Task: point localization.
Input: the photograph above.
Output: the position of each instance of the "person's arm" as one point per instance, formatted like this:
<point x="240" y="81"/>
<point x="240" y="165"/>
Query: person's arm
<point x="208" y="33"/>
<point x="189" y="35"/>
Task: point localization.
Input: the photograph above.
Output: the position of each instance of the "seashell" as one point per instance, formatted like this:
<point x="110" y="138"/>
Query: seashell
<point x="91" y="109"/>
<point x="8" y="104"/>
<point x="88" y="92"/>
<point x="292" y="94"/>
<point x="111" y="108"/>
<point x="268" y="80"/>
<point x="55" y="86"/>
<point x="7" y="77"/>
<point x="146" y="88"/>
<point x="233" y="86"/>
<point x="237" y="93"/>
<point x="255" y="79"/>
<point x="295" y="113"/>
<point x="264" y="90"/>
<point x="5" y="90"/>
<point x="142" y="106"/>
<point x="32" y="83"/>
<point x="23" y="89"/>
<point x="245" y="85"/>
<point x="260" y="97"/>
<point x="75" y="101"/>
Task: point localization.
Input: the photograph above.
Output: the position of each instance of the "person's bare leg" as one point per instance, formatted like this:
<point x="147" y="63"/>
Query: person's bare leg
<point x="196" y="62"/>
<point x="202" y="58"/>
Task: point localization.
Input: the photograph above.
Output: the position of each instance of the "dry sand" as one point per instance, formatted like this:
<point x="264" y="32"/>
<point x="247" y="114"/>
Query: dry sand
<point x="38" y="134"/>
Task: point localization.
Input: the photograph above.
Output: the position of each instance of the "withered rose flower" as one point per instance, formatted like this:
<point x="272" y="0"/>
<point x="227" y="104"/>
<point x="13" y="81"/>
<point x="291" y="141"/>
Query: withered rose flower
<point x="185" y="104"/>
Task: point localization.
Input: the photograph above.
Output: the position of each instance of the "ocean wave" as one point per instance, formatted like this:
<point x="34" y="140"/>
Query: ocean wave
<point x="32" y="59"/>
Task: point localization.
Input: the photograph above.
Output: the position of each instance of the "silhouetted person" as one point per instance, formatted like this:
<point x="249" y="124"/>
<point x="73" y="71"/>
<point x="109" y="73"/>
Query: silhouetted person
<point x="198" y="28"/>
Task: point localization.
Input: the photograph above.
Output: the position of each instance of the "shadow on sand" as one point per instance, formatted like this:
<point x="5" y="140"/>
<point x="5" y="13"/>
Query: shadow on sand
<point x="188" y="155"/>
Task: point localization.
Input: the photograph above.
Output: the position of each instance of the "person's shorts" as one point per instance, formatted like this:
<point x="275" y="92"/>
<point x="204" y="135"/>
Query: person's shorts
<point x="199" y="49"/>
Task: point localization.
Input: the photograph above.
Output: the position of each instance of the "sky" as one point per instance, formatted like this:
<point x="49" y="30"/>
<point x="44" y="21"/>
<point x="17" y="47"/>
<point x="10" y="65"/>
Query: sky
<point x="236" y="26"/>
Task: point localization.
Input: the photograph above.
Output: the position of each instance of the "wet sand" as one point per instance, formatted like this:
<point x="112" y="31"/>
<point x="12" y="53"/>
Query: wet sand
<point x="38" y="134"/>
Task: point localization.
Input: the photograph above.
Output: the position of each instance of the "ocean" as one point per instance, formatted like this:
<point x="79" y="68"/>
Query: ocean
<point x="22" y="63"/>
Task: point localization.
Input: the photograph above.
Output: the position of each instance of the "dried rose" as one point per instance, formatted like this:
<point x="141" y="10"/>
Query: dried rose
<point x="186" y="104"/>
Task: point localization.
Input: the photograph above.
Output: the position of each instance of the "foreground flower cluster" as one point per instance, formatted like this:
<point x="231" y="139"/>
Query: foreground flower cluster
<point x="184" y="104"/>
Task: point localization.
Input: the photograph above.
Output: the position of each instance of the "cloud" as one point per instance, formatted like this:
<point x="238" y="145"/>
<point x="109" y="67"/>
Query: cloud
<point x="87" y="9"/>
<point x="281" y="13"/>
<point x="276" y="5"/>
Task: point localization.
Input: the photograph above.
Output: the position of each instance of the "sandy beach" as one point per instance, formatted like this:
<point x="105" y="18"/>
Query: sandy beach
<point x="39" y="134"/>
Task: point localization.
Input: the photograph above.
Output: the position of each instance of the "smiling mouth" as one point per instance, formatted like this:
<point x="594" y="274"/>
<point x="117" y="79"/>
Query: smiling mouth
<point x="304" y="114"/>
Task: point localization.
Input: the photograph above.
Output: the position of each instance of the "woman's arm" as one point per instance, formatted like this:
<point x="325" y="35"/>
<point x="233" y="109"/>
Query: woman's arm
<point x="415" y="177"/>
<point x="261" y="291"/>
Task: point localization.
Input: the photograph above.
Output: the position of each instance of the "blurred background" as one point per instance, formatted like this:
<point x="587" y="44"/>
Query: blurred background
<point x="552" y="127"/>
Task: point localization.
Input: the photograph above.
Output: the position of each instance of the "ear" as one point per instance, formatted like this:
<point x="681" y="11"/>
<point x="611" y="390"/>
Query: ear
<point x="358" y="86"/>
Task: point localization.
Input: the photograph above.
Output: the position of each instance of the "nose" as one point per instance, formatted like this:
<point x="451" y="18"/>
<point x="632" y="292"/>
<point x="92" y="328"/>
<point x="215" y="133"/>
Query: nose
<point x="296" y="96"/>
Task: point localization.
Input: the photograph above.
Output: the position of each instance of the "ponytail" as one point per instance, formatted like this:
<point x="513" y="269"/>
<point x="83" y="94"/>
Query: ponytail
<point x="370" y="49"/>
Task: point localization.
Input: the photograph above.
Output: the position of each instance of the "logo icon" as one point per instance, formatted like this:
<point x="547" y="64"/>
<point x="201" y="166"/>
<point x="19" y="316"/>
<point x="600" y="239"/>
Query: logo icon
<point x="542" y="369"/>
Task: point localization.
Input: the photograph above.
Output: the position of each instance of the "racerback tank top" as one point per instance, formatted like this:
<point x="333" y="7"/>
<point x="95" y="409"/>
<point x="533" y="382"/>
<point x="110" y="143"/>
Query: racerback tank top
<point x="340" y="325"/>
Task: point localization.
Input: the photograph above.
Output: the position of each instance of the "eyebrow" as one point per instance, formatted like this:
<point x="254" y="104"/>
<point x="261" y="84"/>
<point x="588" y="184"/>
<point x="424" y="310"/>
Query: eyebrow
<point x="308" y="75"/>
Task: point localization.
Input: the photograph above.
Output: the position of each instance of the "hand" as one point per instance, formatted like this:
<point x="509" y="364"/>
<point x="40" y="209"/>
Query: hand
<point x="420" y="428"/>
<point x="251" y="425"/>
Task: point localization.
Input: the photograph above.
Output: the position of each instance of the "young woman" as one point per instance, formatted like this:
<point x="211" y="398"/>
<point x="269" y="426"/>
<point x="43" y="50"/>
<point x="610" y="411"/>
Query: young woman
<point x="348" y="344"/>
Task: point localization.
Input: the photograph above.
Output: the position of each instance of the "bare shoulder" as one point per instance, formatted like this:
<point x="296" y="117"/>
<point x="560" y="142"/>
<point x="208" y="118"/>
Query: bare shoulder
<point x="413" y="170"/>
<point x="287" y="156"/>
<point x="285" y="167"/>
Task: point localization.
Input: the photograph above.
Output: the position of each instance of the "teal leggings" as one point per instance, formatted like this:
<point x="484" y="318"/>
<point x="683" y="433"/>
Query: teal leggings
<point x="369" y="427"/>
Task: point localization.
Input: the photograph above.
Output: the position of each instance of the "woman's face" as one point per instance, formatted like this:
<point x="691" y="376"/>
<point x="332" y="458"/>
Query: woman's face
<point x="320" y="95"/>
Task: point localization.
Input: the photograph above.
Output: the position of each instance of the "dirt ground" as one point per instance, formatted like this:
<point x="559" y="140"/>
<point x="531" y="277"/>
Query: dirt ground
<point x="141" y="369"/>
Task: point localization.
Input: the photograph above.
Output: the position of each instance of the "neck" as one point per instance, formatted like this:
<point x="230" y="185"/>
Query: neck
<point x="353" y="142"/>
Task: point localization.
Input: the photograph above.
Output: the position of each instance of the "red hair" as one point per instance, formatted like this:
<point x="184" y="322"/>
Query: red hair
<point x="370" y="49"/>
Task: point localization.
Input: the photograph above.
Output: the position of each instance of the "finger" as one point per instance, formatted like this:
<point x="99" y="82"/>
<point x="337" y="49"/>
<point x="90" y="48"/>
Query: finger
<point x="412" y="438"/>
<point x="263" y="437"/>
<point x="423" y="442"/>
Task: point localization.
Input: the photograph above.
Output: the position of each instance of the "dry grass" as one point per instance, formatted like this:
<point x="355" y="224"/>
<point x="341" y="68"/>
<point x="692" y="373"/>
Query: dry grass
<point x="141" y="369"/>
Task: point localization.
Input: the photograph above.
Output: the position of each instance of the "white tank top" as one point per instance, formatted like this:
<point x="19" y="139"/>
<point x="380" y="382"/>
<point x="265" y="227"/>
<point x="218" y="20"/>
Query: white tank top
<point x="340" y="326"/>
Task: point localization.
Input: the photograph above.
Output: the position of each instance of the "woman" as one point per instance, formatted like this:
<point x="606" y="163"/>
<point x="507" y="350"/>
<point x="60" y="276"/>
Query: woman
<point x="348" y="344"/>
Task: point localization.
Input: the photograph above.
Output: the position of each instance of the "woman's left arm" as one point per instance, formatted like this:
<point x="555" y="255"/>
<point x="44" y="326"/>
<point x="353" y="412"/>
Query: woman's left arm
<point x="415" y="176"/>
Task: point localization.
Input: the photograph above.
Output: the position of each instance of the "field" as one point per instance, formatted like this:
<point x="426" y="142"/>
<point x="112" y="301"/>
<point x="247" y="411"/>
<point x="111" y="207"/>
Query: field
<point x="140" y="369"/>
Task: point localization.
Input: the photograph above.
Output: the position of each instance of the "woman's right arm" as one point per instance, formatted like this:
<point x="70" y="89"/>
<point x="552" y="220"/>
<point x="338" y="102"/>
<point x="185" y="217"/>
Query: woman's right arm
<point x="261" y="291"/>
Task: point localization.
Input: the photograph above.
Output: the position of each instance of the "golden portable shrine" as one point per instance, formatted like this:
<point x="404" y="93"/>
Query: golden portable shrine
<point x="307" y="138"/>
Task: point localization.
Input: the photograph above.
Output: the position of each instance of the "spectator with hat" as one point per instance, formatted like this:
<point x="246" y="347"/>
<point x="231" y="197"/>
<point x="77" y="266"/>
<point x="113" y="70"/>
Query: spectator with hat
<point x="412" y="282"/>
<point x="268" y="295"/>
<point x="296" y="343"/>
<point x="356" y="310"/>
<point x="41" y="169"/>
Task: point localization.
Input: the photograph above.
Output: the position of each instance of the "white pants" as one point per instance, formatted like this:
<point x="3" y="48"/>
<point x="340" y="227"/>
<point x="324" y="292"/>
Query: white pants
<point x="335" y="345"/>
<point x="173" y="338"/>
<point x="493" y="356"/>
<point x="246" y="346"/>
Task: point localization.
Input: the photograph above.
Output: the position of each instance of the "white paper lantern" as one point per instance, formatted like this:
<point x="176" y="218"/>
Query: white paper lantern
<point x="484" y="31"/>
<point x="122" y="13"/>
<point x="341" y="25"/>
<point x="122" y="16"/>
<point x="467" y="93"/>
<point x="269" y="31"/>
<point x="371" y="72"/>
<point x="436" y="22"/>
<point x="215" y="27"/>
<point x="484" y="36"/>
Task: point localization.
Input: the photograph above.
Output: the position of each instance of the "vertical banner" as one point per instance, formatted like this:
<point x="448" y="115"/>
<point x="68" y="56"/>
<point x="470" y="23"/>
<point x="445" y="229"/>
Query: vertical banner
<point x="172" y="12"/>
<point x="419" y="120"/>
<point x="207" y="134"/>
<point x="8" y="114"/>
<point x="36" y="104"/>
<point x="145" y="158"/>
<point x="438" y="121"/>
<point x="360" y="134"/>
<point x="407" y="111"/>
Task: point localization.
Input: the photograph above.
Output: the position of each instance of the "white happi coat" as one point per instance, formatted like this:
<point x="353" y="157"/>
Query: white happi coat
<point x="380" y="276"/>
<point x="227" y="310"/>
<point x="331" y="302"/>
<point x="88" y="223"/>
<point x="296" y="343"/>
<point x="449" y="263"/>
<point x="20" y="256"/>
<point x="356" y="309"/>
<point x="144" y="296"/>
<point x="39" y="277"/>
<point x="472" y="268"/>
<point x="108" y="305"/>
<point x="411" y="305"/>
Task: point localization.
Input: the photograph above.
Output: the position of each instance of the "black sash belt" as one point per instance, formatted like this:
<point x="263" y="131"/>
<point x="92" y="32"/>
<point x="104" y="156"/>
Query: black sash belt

- [What you have to do] What is the number of lines above that hold the string "belt"? Answer with that number alone.

- [Answer for the task] 2